**PETUNJUK LATIHAN**
#1 Jawablah pertanyaan berikut berdasarkan esai tentang penyair terkutuk.
(a) Pada tahun berapa Les Poètes maudits terbit?
(b) Pada tanggal berapa Baudelaire menerbitkan Les Fleurs du mal?
(c) Berapa sajak dalam Les Fleurs du mal yang harus dicabut?
#2 Tentukan apakah setiap pernyataan di bawah ini sesuai dengan esai tentang penyair terkutuk. Jawab ya atau tidak, lalu kutip kata-kata dari esai yang menjadi dasarnya.
(a) Baudelaire dipenjara karena Les Fleurs du mal.
(b) Club des Hashischins adalah perhimpunan sastra di Paris.
(c) Les Poètes maudits disusun oleh Baudelaire.
#3 Ambil dari esai tentang penyair terkutuk bagian yang dibuka dengan kata-kata yang memuat "Waktu itu kota-kota" dan ditutup dengan "mal harus dicabut.". Salin bagian itu tanpa mengubah satu kata pun.

**TEKS YANG DISEDIAKAN**
━━━━━━━━━━━━━━━━━━━━━━━━━━━━━━

Terkutuk
Goenawan Mohamad ;
Esais; Mantan Pemimpin Redaksi
Majalah TEMPO
|
TEMPO.CO, 04 Juli
2016
KITA terbiasa dengan gambaran ini, yang
agaknya datang dari benua lain: penyair, terusir dari Kallipolis, lusuh, bau,
kelayapan, insomniak, hidup tanpa jadwal, dan memproduksi hal-hal yang tak
jelas fungsinya: sajak-sajak. Ia jarang mendapat tempat dalam sebuah
struktur. Ia di luar. Kalaupun ia ingin, Kallipolis tak akan menerimanya
kembali. Dalam kota ideal yang diangankan Plato itu, penyair adalah elemen
yang hanya berperan buat memuja para pahlawan—dan kita tahu, itu tak akan
cocok, sebab pahlawan adalah tokoh yang membeku dalam dongeng wajib. Maka ada
benarnya, meskipun agak berlebihan, bila pada 1832 Alfred de Vigny menulis
bahwa penyair adalah "kaum yang akan selalu dikutuk mereka yang berkuasa
di atas bumi".
Waktu itu kota-kota Eropa, terutama Paris,
mulai bergerak dengan desain modern yang lugas dan teratur. Di sana puisi,
dengan sifatnya yang tak terduga-duga, makin terasing. Paul Verlaine menyusun
kumpulan puisi, Les Poètes maudits, yang terbit pada 1884: karya-karya
"penyair terkutuk". Yang tergabung dalam rombongan ini Verlaine
sendiri, juga Rimbaud dan Mallarmé—untuk menyebut yang paling dikenal di luar
Prancis. Di barisan depan: Baudelaire.
Baudelaire dijatuhi hukuman setelah ia
menerbitkan Les Fleurs du mal, 25 Juni 1857. Kumpulan puisi itu dianggap
menampar "moralitas masyarakat". Baudelaire tak dipenjara, namun
didenda dan enam sajak dalam Les Fleurs du mal harus dicabut.
Seperti berulang kali terjadi, sensor adalah
ketakaburan yang bodoh: mengutuk buku berarti membuatnya ramai dicari. Pada
umur 36 tahun, Baudelaire telah menghasilkan satu karya yang paling banyak
dibicarakan dan dikagumi—meskipun ia semula datang untuk mencerca dan
dicerca.
Ia anak muda pesolek dan pemboros, pelanggan
seorang pelacur botak yang buruk muka. Kata orang, dari sini ia terkena raja
singa yang pelan-pelan membunuhnya. Mungkin tak hanya sifilis. Ia penikmat
laudanum, candu yang dilarutkan dalam alkohol. Ia mengagumi Edgar Allan Poe,
penyair Amerika pemabuk yang menurut Baudelaire menggambarkan
"kegemilangan" opium, yang muram, hitam, tapi menggugah. Sang
penyair Les Fleurs du mal juga anggota tetap Club des Hashischins, sebuah
perhimpunan sastra di Paris yang bertujuan menjelajahi kreativitas manusia
saat kesadarannya berubah karena pengaruh hashish.

━━━━━━━━━━━━━━━━━━━━━━━━━━━━━━

**DATA TERCATAT**
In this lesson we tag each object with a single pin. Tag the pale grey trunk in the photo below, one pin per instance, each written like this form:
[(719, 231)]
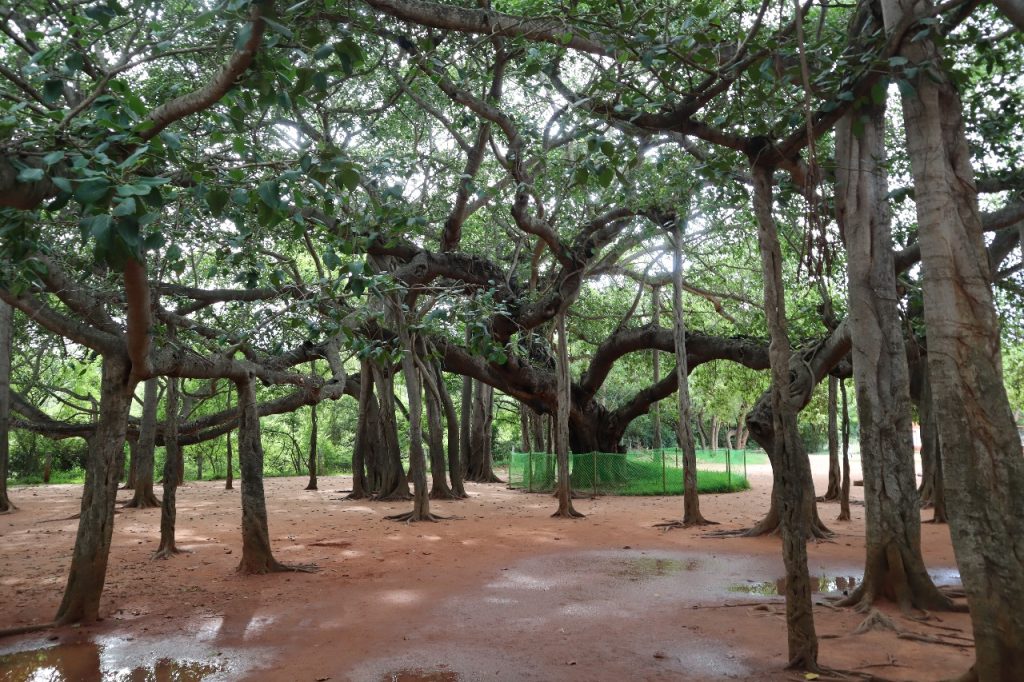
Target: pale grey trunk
[(894, 566), (95, 526), (980, 450)]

━━━━━━━━━━━━━━━━━━━━━━━━━━━━━━

**HASIL JAWABAN**
#1
(a) 1884.
(b) 25 Juni 1857.
(c) Enam sajak.

#2
(a) Tidak: "Baudelaire tak dipenjara, namun didenda dan enam sajak dalam Les Fleurs du mal harus dicabut."
(b) Ya: "Club des Hashischins, sebuah perhimpunan sastra di Paris"
(c) Tidak: "Paul Verlaine menyusun kumpulan puisi, Les Poètes maudits"

#3
Waktu itu kota-kota Eropa, terutama Paris,
mulai bergerak dengan desain modern yang lugas dan teratur. Di sana puisi,
dengan sifatnya yang tak terduga-duga, makin terasing. Paul Verlaine menyusun
kumpulan puisi, Les Poètes maudits, yang terbit pada 1884: karya-karya
"penyair terkutuk". Yang tergabung dalam rombongan ini Verlaine
sendiri, juga Rimbaud dan Mallarmé—untuk menyebut yang paling dikenal di luar
Prancis. Di barisan depan: Baudelaire.
Baudelaire dijatuhi hukuman setelah ia
menerbitkan Les Fleurs du mal, 25 Juni 1857. Kumpulan puisi itu dianggap
menampar "moralitas masyarakat". Baudelaire tak dipenjara, namun
didenda dan enam sajak dalam Les Fleurs du mal harus dicabut.